* _SOURCE TEXT_
——————————
INTRODUCTION

Global health measures are patient-reported evaluations that are used to assess a patient’s overall perspective on his or her health. They contrast with domain-specific patient-reported outcome measures, which target narrower health concepts, such as fatigue, anxiety, or mobility. Given their brevity and broad scope, global health measures are often utilized by health services researchers to assess a patient’s overall perspective on his or her health. Global health perceptions are predictive of future health care utilization and mortality.1,2 Inclusion of global health is particularly important in comparative effectiveness research (CER) studies of patients with multiple chronic conditions.3 Examples of these measures include the Patient Reported Outcomes Measurement Information System Global Health Scale (PROMIS Global Health)4 and the Veterans RAND 12-Item Health Survey (VR-12).510

Administering global health measures allows clinical investigators to measure health change beyond the direct target of the intervention. When treating back pain, for example, it may be useful to know whether global perceptions of mental health also improved and by how much (relative to physical health). In addition, because global health measures are typically brief, their routine administration allows clinicians to compare self-reported health across diverse patient groups.

A problem, arises, however, when we wish to compare patient scores on different global health instruments. Comparison is challenging because of differences in the question (or item) content, the response options, and scoring rules. We need a common metric to compare scores. Converting scores from each sample to percentile ranks or z-scores produces instruments with comparable units, but the resulting metric would be sensitive to the peculiarities of each sample, such as the size, restricted range, and the distribution of scores (e.g., skewed vs. normal).11 The instruments can also differ in terms of coverage with respect to the levels of health and dysfunction being assessed. For these reasons, it is desirable to conduct a “linking” study in which a large sample of participants responds to questions from both instruments. With such a design, it may be possible to align the scores on different measures to a common metric with greater accuracy.12

Recognizing this issue, the National Cancer Institute funded the PROsetta Stone® project (www.prosettastone.org) to align scores from many outcome instruments.13 We report here on the results conducted as part of this project to link the VR-12 scores to the PROMIS Global Health metric. PROMIS Global Health is a 10-item questionnaire that assesses self-reported overall health.4 , It was recently developed as part of the PROMIS initiative (www.nihpromis.org), which utilized state-of-the-science qualitative and quantitative methods.14,15 An example of a PROMIS Global Health item is, “In general, how would you rate your mental health, including your mood and your ability to think?”
——————————
* _DATA SUPPLIED_
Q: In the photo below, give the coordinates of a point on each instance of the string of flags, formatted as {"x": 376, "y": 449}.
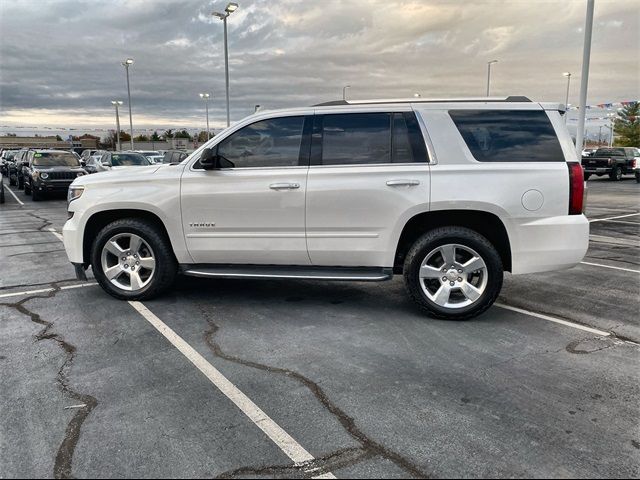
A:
{"x": 606, "y": 106}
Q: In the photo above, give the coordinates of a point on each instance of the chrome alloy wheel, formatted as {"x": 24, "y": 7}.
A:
{"x": 453, "y": 276}
{"x": 128, "y": 261}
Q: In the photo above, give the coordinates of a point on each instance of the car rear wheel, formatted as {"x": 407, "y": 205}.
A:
{"x": 453, "y": 273}
{"x": 616, "y": 174}
{"x": 132, "y": 259}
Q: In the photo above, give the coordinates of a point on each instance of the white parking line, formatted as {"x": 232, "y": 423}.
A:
{"x": 282, "y": 439}
{"x": 611, "y": 266}
{"x": 46, "y": 290}
{"x": 14, "y": 195}
{"x": 613, "y": 218}
{"x": 554, "y": 320}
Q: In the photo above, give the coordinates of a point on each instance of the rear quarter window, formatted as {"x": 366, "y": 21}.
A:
{"x": 508, "y": 135}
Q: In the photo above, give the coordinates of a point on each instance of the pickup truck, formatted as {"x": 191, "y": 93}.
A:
{"x": 614, "y": 162}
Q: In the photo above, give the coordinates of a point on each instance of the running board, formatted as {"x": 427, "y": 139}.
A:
{"x": 363, "y": 274}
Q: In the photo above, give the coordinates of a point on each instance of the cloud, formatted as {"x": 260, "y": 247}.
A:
{"x": 63, "y": 56}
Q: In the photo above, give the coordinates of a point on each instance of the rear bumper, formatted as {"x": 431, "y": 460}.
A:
{"x": 548, "y": 244}
{"x": 597, "y": 169}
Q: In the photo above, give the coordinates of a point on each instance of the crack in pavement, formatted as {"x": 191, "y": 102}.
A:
{"x": 27, "y": 285}
{"x": 27, "y": 244}
{"x": 371, "y": 447}
{"x": 36, "y": 253}
{"x": 64, "y": 456}
{"x": 333, "y": 461}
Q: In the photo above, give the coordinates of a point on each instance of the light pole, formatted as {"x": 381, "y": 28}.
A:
{"x": 117, "y": 103}
{"x": 584, "y": 77}
{"x": 205, "y": 97}
{"x": 611, "y": 118}
{"x": 489, "y": 74}
{"x": 566, "y": 102}
{"x": 344, "y": 92}
{"x": 231, "y": 7}
{"x": 126, "y": 64}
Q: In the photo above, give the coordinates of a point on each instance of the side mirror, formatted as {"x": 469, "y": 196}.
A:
{"x": 209, "y": 159}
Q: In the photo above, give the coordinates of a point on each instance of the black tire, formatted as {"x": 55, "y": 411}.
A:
{"x": 453, "y": 235}
{"x": 166, "y": 264}
{"x": 616, "y": 174}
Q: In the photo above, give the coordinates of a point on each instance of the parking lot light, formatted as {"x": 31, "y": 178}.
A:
{"x": 344, "y": 92}
{"x": 489, "y": 74}
{"x": 231, "y": 7}
{"x": 117, "y": 103}
{"x": 126, "y": 64}
{"x": 205, "y": 97}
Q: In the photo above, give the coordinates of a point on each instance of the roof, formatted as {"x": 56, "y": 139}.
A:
{"x": 513, "y": 98}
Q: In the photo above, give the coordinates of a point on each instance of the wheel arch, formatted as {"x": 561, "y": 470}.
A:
{"x": 100, "y": 219}
{"x": 485, "y": 223}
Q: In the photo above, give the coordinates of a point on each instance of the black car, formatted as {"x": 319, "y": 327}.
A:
{"x": 5, "y": 159}
{"x": 50, "y": 171}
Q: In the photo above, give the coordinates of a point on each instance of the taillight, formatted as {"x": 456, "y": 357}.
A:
{"x": 576, "y": 188}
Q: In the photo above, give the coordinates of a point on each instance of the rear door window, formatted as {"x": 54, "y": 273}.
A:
{"x": 508, "y": 135}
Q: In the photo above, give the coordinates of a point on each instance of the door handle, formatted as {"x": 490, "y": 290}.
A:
{"x": 284, "y": 186}
{"x": 403, "y": 183}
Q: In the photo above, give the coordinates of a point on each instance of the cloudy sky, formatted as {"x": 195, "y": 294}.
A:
{"x": 60, "y": 59}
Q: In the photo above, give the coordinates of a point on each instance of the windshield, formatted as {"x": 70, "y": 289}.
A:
{"x": 128, "y": 159}
{"x": 55, "y": 159}
{"x": 606, "y": 152}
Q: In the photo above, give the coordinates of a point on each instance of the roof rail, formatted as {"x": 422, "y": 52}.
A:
{"x": 512, "y": 98}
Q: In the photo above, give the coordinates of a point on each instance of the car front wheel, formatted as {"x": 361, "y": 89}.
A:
{"x": 132, "y": 259}
{"x": 453, "y": 273}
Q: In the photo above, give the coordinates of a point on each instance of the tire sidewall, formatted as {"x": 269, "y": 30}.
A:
{"x": 462, "y": 236}
{"x": 149, "y": 235}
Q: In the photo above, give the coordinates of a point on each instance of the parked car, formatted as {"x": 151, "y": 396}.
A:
{"x": 120, "y": 160}
{"x": 150, "y": 155}
{"x": 49, "y": 171}
{"x": 174, "y": 156}
{"x": 615, "y": 162}
{"x": 20, "y": 161}
{"x": 88, "y": 153}
{"x": 448, "y": 194}
{"x": 5, "y": 158}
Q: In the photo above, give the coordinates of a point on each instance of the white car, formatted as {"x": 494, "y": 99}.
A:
{"x": 448, "y": 193}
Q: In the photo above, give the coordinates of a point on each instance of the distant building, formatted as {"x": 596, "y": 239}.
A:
{"x": 85, "y": 141}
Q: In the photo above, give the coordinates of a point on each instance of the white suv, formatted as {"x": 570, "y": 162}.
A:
{"x": 449, "y": 193}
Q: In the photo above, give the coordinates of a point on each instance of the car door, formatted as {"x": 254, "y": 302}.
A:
{"x": 368, "y": 175}
{"x": 252, "y": 210}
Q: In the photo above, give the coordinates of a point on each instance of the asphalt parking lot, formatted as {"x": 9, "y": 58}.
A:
{"x": 239, "y": 378}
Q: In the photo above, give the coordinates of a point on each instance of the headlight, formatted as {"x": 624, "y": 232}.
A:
{"x": 74, "y": 193}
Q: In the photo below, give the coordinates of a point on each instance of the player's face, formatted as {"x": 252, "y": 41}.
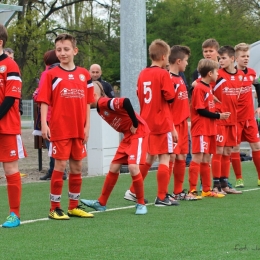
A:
{"x": 214, "y": 75}
{"x": 225, "y": 61}
{"x": 242, "y": 59}
{"x": 95, "y": 73}
{"x": 10, "y": 55}
{"x": 183, "y": 64}
{"x": 65, "y": 52}
{"x": 210, "y": 53}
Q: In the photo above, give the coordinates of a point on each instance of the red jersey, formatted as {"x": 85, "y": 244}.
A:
{"x": 245, "y": 109}
{"x": 202, "y": 98}
{"x": 68, "y": 93}
{"x": 180, "y": 108}
{"x": 154, "y": 88}
{"x": 227, "y": 90}
{"x": 113, "y": 112}
{"x": 10, "y": 86}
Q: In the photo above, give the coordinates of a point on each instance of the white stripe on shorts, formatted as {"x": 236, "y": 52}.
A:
{"x": 170, "y": 142}
{"x": 139, "y": 150}
{"x": 201, "y": 144}
{"x": 50, "y": 150}
{"x": 20, "y": 147}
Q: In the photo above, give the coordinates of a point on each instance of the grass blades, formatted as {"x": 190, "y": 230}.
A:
{"x": 212, "y": 228}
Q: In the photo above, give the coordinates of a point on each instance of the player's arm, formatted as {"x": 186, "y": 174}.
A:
{"x": 130, "y": 111}
{"x": 44, "y": 126}
{"x": 87, "y": 125}
{"x": 257, "y": 90}
{"x": 208, "y": 114}
{"x": 6, "y": 105}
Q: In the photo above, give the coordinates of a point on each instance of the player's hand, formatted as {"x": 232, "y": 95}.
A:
{"x": 216, "y": 100}
{"x": 224, "y": 115}
{"x": 86, "y": 135}
{"x": 46, "y": 134}
{"x": 257, "y": 112}
{"x": 175, "y": 135}
{"x": 133, "y": 129}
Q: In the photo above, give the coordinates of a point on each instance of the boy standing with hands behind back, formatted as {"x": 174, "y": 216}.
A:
{"x": 69, "y": 90}
{"x": 155, "y": 93}
{"x": 11, "y": 147}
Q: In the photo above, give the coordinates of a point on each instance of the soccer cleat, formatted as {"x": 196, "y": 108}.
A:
{"x": 79, "y": 212}
{"x": 231, "y": 191}
{"x": 219, "y": 190}
{"x": 132, "y": 197}
{"x": 11, "y": 221}
{"x": 172, "y": 200}
{"x": 196, "y": 194}
{"x": 239, "y": 183}
{"x": 184, "y": 196}
{"x": 58, "y": 214}
{"x": 94, "y": 204}
{"x": 165, "y": 202}
{"x": 212, "y": 194}
{"x": 46, "y": 177}
{"x": 140, "y": 209}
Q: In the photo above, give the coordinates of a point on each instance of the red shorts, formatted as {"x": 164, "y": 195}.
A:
{"x": 204, "y": 144}
{"x": 226, "y": 135}
{"x": 68, "y": 148}
{"x": 247, "y": 131}
{"x": 131, "y": 151}
{"x": 160, "y": 144}
{"x": 183, "y": 139}
{"x": 11, "y": 148}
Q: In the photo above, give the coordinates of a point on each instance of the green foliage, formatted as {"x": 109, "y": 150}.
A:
{"x": 190, "y": 22}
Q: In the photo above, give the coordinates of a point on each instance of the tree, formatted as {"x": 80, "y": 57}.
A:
{"x": 35, "y": 28}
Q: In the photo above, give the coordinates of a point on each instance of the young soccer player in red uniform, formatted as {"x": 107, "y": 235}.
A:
{"x": 11, "y": 147}
{"x": 69, "y": 90}
{"x": 227, "y": 89}
{"x": 155, "y": 93}
{"x": 180, "y": 110}
{"x": 203, "y": 128}
{"x": 247, "y": 129}
{"x": 119, "y": 113}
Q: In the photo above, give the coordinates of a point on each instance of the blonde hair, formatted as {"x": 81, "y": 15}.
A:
{"x": 157, "y": 49}
{"x": 98, "y": 88}
{"x": 205, "y": 66}
{"x": 241, "y": 47}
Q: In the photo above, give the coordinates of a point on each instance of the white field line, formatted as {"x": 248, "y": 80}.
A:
{"x": 113, "y": 209}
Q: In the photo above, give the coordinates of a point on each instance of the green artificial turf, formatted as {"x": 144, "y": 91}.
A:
{"x": 226, "y": 228}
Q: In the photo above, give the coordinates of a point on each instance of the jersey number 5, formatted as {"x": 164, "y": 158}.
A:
{"x": 148, "y": 90}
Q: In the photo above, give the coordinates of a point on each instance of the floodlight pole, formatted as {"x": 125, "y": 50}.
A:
{"x": 133, "y": 49}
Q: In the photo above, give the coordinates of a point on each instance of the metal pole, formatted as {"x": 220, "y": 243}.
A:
{"x": 133, "y": 49}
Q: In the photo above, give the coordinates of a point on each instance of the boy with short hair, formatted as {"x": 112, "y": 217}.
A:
{"x": 119, "y": 114}
{"x": 69, "y": 90}
{"x": 227, "y": 89}
{"x": 178, "y": 61}
{"x": 247, "y": 129}
{"x": 209, "y": 51}
{"x": 11, "y": 147}
{"x": 203, "y": 128}
{"x": 155, "y": 93}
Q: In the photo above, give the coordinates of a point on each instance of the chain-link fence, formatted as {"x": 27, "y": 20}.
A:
{"x": 27, "y": 117}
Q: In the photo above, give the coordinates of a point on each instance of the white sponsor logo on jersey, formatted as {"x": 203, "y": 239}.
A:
{"x": 82, "y": 77}
{"x": 12, "y": 153}
{"x": 72, "y": 93}
{"x": 2, "y": 69}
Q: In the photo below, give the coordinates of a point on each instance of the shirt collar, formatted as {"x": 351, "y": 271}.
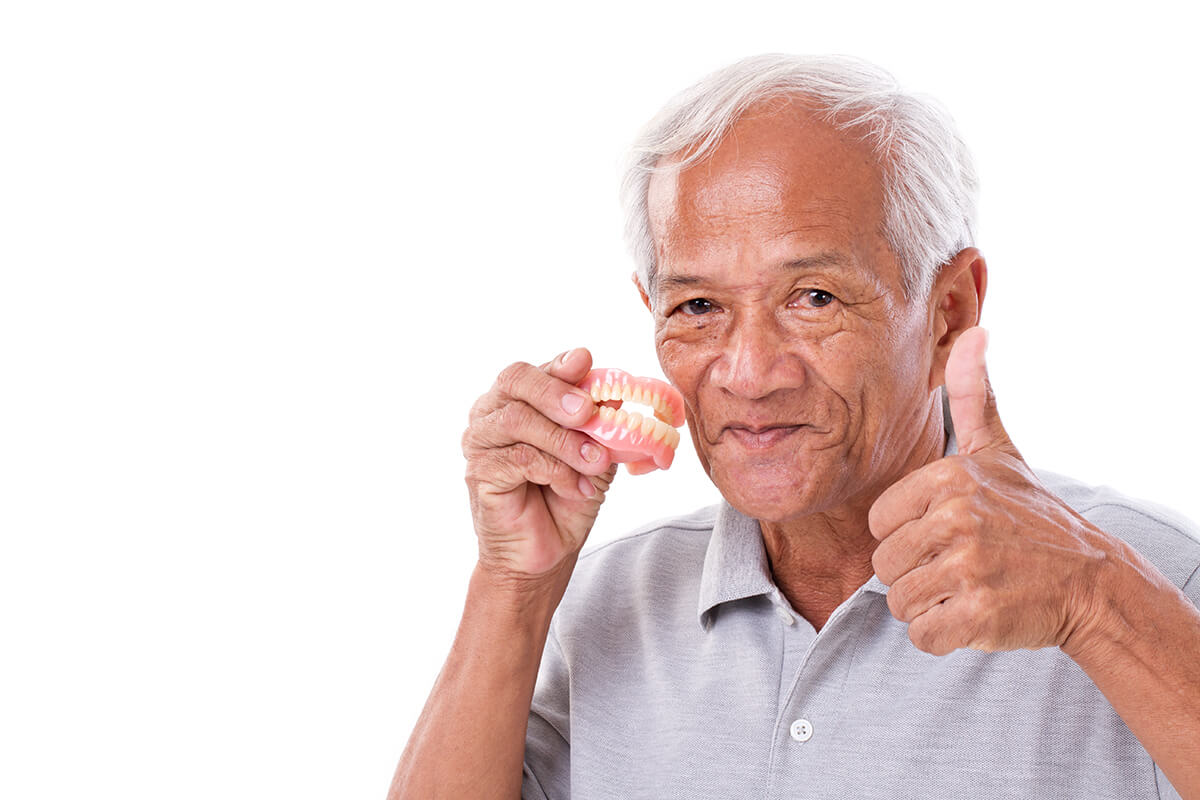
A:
{"x": 736, "y": 561}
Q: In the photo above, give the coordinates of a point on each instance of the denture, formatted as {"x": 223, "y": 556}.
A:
{"x": 642, "y": 443}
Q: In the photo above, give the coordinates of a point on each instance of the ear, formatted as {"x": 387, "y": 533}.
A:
{"x": 955, "y": 304}
{"x": 641, "y": 290}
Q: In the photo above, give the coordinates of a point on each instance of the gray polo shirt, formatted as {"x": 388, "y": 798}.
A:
{"x": 676, "y": 668}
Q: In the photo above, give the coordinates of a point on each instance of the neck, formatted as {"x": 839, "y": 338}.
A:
{"x": 821, "y": 559}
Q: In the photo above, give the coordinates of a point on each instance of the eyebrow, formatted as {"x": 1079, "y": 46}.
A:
{"x": 827, "y": 258}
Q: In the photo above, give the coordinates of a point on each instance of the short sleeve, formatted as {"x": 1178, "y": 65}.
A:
{"x": 547, "y": 757}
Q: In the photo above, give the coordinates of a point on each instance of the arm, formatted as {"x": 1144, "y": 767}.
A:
{"x": 469, "y": 739}
{"x": 535, "y": 488}
{"x": 1141, "y": 649}
{"x": 979, "y": 554}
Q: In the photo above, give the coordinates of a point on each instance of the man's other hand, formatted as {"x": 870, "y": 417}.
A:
{"x": 976, "y": 551}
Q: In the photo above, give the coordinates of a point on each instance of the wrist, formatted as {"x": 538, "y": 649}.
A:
{"x": 1117, "y": 597}
{"x": 521, "y": 594}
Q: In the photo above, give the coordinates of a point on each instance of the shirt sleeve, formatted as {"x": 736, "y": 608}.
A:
{"x": 547, "y": 757}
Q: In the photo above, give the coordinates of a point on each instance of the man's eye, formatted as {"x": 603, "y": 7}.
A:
{"x": 817, "y": 298}
{"x": 695, "y": 307}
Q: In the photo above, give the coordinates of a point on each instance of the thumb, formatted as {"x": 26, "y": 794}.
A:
{"x": 977, "y": 423}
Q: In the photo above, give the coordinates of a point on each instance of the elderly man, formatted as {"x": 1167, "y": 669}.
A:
{"x": 889, "y": 602}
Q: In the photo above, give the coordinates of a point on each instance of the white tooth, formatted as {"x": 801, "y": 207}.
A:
{"x": 648, "y": 423}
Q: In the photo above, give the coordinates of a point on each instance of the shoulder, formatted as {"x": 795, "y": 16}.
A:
{"x": 665, "y": 547}
{"x": 649, "y": 576}
{"x": 1170, "y": 541}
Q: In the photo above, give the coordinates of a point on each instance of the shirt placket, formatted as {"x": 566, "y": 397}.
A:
{"x": 815, "y": 666}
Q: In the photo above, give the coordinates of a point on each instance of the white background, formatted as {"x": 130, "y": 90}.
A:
{"x": 259, "y": 258}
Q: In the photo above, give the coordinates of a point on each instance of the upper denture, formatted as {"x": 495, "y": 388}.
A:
{"x": 645, "y": 443}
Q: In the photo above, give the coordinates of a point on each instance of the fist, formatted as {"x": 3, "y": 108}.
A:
{"x": 976, "y": 551}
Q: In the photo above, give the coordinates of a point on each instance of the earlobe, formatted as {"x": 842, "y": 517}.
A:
{"x": 957, "y": 304}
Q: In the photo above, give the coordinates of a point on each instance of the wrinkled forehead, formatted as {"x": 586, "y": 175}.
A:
{"x": 779, "y": 172}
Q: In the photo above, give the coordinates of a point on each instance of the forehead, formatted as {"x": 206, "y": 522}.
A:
{"x": 780, "y": 180}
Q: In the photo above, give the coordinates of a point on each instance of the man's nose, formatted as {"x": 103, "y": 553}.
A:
{"x": 755, "y": 359}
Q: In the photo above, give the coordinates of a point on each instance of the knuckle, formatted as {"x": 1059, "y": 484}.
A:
{"x": 510, "y": 377}
{"x": 523, "y": 455}
{"x": 513, "y": 417}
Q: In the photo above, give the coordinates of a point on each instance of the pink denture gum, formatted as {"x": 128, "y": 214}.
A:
{"x": 642, "y": 443}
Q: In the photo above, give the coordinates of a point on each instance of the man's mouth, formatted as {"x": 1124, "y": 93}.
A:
{"x": 760, "y": 437}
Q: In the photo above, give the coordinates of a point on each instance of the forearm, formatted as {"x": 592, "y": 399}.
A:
{"x": 469, "y": 739}
{"x": 1143, "y": 651}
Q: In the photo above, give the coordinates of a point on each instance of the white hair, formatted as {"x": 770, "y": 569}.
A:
{"x": 929, "y": 181}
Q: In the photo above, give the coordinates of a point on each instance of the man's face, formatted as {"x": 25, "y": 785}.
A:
{"x": 780, "y": 314}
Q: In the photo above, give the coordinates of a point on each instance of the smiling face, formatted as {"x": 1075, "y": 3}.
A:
{"x": 780, "y": 314}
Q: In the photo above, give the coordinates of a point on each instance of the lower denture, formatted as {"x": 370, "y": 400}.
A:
{"x": 641, "y": 443}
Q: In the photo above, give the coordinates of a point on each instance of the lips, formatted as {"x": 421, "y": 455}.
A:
{"x": 757, "y": 438}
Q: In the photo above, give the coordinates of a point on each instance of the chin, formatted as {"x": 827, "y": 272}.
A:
{"x": 771, "y": 494}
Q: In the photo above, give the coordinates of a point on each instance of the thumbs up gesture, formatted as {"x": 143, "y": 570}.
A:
{"x": 976, "y": 551}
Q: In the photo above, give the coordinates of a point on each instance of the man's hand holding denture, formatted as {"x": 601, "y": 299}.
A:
{"x": 535, "y": 485}
{"x": 543, "y": 449}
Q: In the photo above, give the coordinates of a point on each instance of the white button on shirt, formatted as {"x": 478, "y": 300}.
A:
{"x": 802, "y": 731}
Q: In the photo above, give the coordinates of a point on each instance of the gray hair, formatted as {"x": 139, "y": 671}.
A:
{"x": 929, "y": 180}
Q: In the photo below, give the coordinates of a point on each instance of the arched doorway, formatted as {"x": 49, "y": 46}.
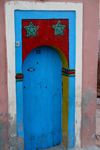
——————————
* _PROMPT_
Continue the introduction on global health measures from the point where it stops.

* _EXPECTED ANSWER_
The VR-12 is a short-form version of the Veterans RAND 36-Item Health Survey (VR-36), which was developed and modified from the RAND-36 v1.0 (MOS SF-36).58,10,16 The VR-12 is freely available from the principal developers and is included in an ongoing evaluation of the CMS Medicare Advantage program.17 The VR-12 is also included in the Ambulatory Care Survey of Healthcare Experiences of Patients (SHEP), sponsored by the Veterans Health Administration.10 The VR-12 and the longer VR-36 have been administered approximately 7 million times over the past 15 years, and are represented in the literature by over 150 published articles.9

We linked items from the VR-12 on the PROMIS Global Health scale. Once linked, cross-walk charts for these measures were created such that scores on one instrument were matched with corresponding scores on the other.

METHOD

Measures

PROMIS Global Health

The PROMIS Global Health instrument produces two scores—the Global Physical Health (GPH) and Global Mental Health (GMH)—which are each based on four items. The GPH scale comprises items on physical health, physical functioning, pain intensity, and fatigue. The GMH scale includes items on overall quality of life, mental health, satisfaction with social activities and relationships, and emotional problems. GPH and GMH items were calibrated using the graded response model (GRM).18 The GRM estimates parameters representing item location (level of health) and discrimination (ability to distinguish people at different levels of health). The scores were centered on the 2000 US Census with respect to age, sex, education, and race-ethnicity.4,19 The scores are on a T-score metric that has a mean of 50 and standard deviation of 10. Two PROMIS Global items (general health and social roles) are not used to score the GPH or GMH.

Veterans RAND 12-Item Health Survey (VR-12)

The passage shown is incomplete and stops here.